■ **SUPPLIED PASSAGE**
[Start of Attachment]

Many advisors are undoubtedly familiar with moat investing – an investment discipline made famous by Warren Buffett.
For those not familiar or in need of a refresher, an economic moat is a competitive advantage possessed by a company that allows it to protect and grow market share and profitability. It doesn't necessarily mean a company has a monopoly, but many prime examples of wide moat firms feel that way. Think Apple (NASDAQ:AAPL), Google parent Alphabet (NASDAQ:GOOG), Microsoft (NASDAQ:MSFT) and Buffett's own Berkshire Hathaway (NYSE:BRK-B).
Those are just a few examples, but that's an impressive quartet. Still, moat investing – like anything else in financial markets – isn't a foolproof plan. Take the case of the Morningstar Wide Moat Focus Index, a widely followed benchmark of moat-advantaged companies.
Last year, that benchmark “ended its four-year streak of outperforming the broad U.S. equity market (as represented by the Morningstar US Market Index) in 2020—returning 15.1% vs 20.9%, respectively,” according to VanEck research.
Fortunately, moat investing is still a persistent, rewarding long-term strategy and one advisors can discuss with a wide variety of clients.
One Year Doesn't Determine Everything
Yes, the moat index's 2020 showing, much of is attributable to a value lean, is disappointing relative to the broader market, but that's not a nail in the coffin for this style. Far from it.

[End of Attachment]

■ **ASSIGNMENT 1**
According to the moat investing article, what does an economic moat allow a company to do? Answer in one to three sentences.
■ **ASSIGNMENT 2**
Reproduce the moat investing article from "Those are just" up to and including "variety of clients.".
■ **ASSIGNMENT 3**
Resume the moat investing article after its last sentence.
The lines here come from a separate source.

Data excerpts:
[Start of Attachment]

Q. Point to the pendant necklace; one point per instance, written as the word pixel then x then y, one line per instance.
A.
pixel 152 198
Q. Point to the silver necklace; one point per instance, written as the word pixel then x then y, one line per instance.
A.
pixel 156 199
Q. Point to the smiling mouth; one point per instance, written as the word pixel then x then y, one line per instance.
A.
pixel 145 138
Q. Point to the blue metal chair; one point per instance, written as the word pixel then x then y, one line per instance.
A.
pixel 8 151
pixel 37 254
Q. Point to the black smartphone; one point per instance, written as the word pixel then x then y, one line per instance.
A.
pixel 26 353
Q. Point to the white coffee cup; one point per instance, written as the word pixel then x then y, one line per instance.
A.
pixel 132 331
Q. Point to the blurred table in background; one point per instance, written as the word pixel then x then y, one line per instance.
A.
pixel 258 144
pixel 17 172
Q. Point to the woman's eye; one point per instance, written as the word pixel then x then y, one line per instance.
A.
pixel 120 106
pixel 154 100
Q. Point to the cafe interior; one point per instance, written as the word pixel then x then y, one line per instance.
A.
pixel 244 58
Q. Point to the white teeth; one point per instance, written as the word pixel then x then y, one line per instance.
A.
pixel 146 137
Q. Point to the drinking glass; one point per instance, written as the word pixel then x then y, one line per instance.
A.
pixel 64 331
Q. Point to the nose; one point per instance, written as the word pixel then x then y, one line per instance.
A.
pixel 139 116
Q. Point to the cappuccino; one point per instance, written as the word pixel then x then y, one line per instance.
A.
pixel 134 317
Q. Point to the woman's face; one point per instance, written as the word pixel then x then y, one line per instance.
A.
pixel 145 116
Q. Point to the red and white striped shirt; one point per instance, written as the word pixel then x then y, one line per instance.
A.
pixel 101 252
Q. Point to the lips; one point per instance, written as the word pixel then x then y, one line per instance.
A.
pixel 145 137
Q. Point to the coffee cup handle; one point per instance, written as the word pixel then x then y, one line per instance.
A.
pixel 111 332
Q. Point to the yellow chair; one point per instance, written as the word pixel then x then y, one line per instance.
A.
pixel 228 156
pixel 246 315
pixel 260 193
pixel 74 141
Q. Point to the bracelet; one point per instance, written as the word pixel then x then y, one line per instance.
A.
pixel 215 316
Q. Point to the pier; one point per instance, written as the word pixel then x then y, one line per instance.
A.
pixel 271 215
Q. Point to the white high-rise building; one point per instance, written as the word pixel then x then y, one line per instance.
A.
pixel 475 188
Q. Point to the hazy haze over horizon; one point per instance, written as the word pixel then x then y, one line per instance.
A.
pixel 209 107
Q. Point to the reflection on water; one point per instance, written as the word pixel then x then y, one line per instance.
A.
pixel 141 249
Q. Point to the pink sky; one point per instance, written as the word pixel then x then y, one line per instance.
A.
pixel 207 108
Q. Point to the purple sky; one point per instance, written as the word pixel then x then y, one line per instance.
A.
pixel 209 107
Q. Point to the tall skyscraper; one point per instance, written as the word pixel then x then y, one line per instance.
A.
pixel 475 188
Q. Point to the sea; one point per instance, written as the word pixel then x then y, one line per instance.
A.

[End of Attachment]

■ **ANSWER BOX 1**
An economic moat is a competitive advantage that allows a company to protect and grow its market share and profitability. It doesn't necessarily mean the company has a monopoly.

■ **ANSWER BOX 2**
Those are just a few examples, but that's an impressive quartet. Still, moat investing – like anything else in financial markets – isn't a foolproof plan. Take the case of the Morningstar Wide Moat Focus Index, a widely followed benchmark of moat-advantaged companies.
Last year, that benchmark “ended its four-year streak of outperforming the broad U.S. equity market (as represented by the Morningstar US Market Index) in 2020—returning 15.1% vs 20.9%, respectively,” according to VanEck research.
Fortunately, moat investing is still a persistent, rewarding long-term strategy and one advisors can discuss with a wide variety of clients.

■ **ANSWER BOX 3**
“For any strategy that involves the active element of analyst-driven valuation assessments, unfavorable stock selection is certain to rear its head from time to time,” notes Morningstar. “However, despite underwhelming stock-picking results in 2020, favorable stock selection has been the driving force behind the strategy's impressive excess returns since its live inception date. Thanks to this dynamic, the Wide Moat Focus Index has outperformed its benchmark by roughly 300 basis points annually since its live inception. This represents a highly attractive track record over a lengthy period.”
The VanEck Vectors Morningstar Wide Moat ETF (NYSEARCA:MOAT) tracks the aforementioned index. The fund has $4.5 billion in assets under management and track record of nearly nine years.
Part of the issue that confounded MOAT last year was a shift to value following the March market meltdown at the hands of the coronavirus pandemic. Though cyclical value stocks came alive late in the year – a scenario that's holding firm to start 2021 – March 2020 was, with the benefit of hindsight, too early to embrace value. Today, the bulk of MOAT's value exposure is sourced through a 37% combined allocation to healthcare and financial stocks – sectors exhibiting some quality traits.
Long-Term Results Matter
As advisors well know, it's often said that long-term horizons are important. Fortunately, moat investing backs up that assertion.
“The Wide Moat Focus Index has performed well on a risk-adjusted basis. Our research indicates a Sharpe ratio of 0.74 and an information ratio of 0.55 since live inception, based on a quarterly data frequency,” according to Morningstar.
Add to that, over the long haul, the index has an upside capture of 108 while its down capture is just 86. Those impressive for long-term clients and enough to help them get past 2020's relative under-performance by moat investing.
Again, 2020 was just one year and data confirm the rolling five-year performances for the moat index are quite compelling and worth discussing with clients.
“The batting average rises to 93% over the 107 five-year holding periods on a monthly rolling basis since live inception,” says Morningstar.